--- Task 1 ---
Answer these questions using the oral sex and HIV article:
(a) How many HIV-negative men did the researchers follow, and for how long?
(b) According to Shafer, what percentage of people in the study don't use condoms?
(c) At what event was the finding reported?
--- Task 2 ---
Please write the next part of the oral sex and HIV article, picking up after Shafer's quote ends.

--- Passage to read ---

Segment Open

Health & Medical STDs Sexual Health & Reproduction

Oral Sex Carries Very Low Risk of HIV Transmission

Oral Sex Carries Very Low Risk of HIV Transmission

Oral Sex Carries Very Low Risk of HIV Transmission



Aug. 14, 2001 (Atlanta) -- It can happen -- but it's very, very unlikely that you'll get HIV by performing oral sex on a man. Researchers hope the finding, reported here at the CDC's National HIV Prevention Conference, will offer a low-risk alternative to sexually active people.

Kimberly Page Shafer, PhD, MPH, and co-workers at the University of California, San Francisco, followed 194 HIV-negative gay men for two years. In repeated interviews, the men said that their only sexual activity was to perform oral sex on other men. Repeated HIV tests showed that not one of the men got the AIDS virus -- even those with HIV-infected sex partners.

"Oral sex is safer sex," Shafer tells WebMD. "It is a much safer alternative to anal sex, and other data show it is safer than anal sex using a condom. Oral sex with a condom may be the safest thing you can do, but 98% of people in our study don't use condoms -- and [many of] them swallowed the semen. And a good percentage of them -- one in five -- have sex with an HIV-positive partner."

Segment Closed

(Dataset entries)
Segment Open

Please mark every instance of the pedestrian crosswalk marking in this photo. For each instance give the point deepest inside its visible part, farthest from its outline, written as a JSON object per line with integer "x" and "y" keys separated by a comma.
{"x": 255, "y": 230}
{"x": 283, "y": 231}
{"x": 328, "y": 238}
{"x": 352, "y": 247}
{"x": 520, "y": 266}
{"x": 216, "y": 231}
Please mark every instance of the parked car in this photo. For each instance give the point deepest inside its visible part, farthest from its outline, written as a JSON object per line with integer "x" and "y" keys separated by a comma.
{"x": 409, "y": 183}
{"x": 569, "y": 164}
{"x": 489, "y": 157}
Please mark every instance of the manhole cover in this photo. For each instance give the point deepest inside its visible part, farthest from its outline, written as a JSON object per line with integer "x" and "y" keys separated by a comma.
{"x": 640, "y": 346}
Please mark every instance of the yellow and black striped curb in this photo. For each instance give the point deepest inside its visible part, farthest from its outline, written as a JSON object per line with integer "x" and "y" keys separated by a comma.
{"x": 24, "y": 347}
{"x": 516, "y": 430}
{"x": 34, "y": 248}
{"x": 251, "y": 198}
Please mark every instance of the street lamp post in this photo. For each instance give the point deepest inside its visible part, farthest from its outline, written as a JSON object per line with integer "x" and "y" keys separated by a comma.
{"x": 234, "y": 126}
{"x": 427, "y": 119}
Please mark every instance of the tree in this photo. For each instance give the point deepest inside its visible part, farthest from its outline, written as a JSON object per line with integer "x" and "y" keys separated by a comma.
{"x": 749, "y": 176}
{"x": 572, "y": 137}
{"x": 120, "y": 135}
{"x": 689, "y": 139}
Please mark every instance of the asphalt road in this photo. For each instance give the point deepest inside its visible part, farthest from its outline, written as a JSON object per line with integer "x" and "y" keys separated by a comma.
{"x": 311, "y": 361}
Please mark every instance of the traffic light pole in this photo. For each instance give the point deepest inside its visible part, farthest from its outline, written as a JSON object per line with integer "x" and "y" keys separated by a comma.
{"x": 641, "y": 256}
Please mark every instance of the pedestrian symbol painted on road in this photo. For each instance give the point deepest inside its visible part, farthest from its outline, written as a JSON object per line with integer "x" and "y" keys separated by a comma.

Segment Closed

--- Written reply 1 ---
(a) 194 men, for two years.
(b) 98%.
(c) The CDC's National HIV Prevention Conference.

--- Written reply 2 ---
The men tended to have multiple sex partners; half reported more than three in the last six months -- so the total number of sex acts over two years was quite large. Many of the men were quite worried that their behavior put them at risk of AIDS, but this fear tended to diminish after multiple HIV tests. Nearly all of them said they hated the taste of condoms.

Earlier studies have shown that people do get HIV by performing oral sex. However, these people are few and far between. These studies, Shafer says, suggest that the risk of getting HIV from a single act of oral sex is about 1 in 40,000. Still, it does happen. No sex act is completely safe.

All the same, oral sex seems to be pretty safe. Shafer points out that the men in her study are having unprotected sex with multiple partners in San Francisco -- at a time when the city is seeing a sharp increase in the number of gay men infected with HIV.